*QUESTIONS*.
a - In the Perl practical, how many characters per line should the output of the modified embl_orf.pl program have?
b - From the Perl practical, copy without changes the passage that begins at the words "Write a Perl program that reads a set" and stops after the words "or ambiguity codes).".

━━━ EXTRACT TO READ

After this practical you will:
Try out some of the scripts from the lecture. Some of these are in directory /chalmers/users/kemp/UMF018/lecture3/.
Modify the program reverse_complement.pl so that it can print the reverse complement of DNA sequences that contain nucleotide ambiguity codes ("Nomenclature for Incompletely Specified Bases in Nucleic Acid Sequences", Tables 1 and 2).
Study the program /chalmers/users/kemp/UMF018/lesk/translate.pl
Generalise this program so that it prints the translations of a DNA sequence in all six possible reading frames (sequence as read in, in three phases; reverse complement, in three phases).
This question is based on the lecture on RNA bioinformatics.
Write a Perl program that reads a DNA sequence from a file, and finds whether it contains a subsequence that matches the following PatScan pattern:
p1=3...3 YYAGG p2=3...3 GNRA ~p2 AGCAG ~p1
Your program should print the subsequence that matches. Test your program with the sequence in file /chalmers/users/kemp/UMF018/practical2/dna
This question is based on the lecture on RNA bioinformatics.
Write a Perl program that reads a set of aligned RNA sequences from a file specified on the command line and finds positions that are covarying to maintain Watson-Crick complementarity. You can assume that there is one sequence per line, and that the sequences contain only the characters a, c, g and u (no white space, gaps or ambiguity codes).
You can test your program with multiple alignment files 'ma1' and 'ma2' in directory /chalmers/users/kemp/UMF018/practical2.
Write a Perl program that reads a nucleotide sequence from an EMBL databank file, and finds the longest subsequence whose reverse complement is also present in the sequence.
Modify the program embl_orf.pl so that it prints out the translated sequence of the longest open reading frame. The output should use one-letter amino-acid residue codes, and the output should have 10 characters per line.
Study the program
/chalmers/users/kemp/UMF018/lesk/assemble.pl
Try running this program with different input strings.
Try this program with the following input fragments:
rs International Mas onal Mas ernational Masters Prog me in Bio Bioinformatics Chalmers Interna rs Programme in Bio
Now try the program with the same fragments in a different order:
Chalmers Interna rs International Mas onal Mas ernational Masters Prog rs Programme in Bio me in Bio Bioinformatics
Can you explain the difference in the program's output? Try to modify the program so that it assembles fragments correctly regardless of the order in which they appear in the input stream.
Either:
Ensure that your names are included in a comment in your program.

━━━━━━
━━━ GIVEN DATA

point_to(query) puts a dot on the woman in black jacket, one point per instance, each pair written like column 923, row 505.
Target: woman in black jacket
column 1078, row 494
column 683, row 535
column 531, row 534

━━━━━━

*EXERCISE ANSWERS*.
a - 10 characters per line.

b -
Write a Perl program that reads a set of aligned RNA sequences from a file specified on the command line and finds positions that are covarying to maintain Watson-Crick complementarity. You can assume that there is one sequence per line, and that the sequences contain only the characters a, c, g and u (no white space, gaps or ambiguity codes).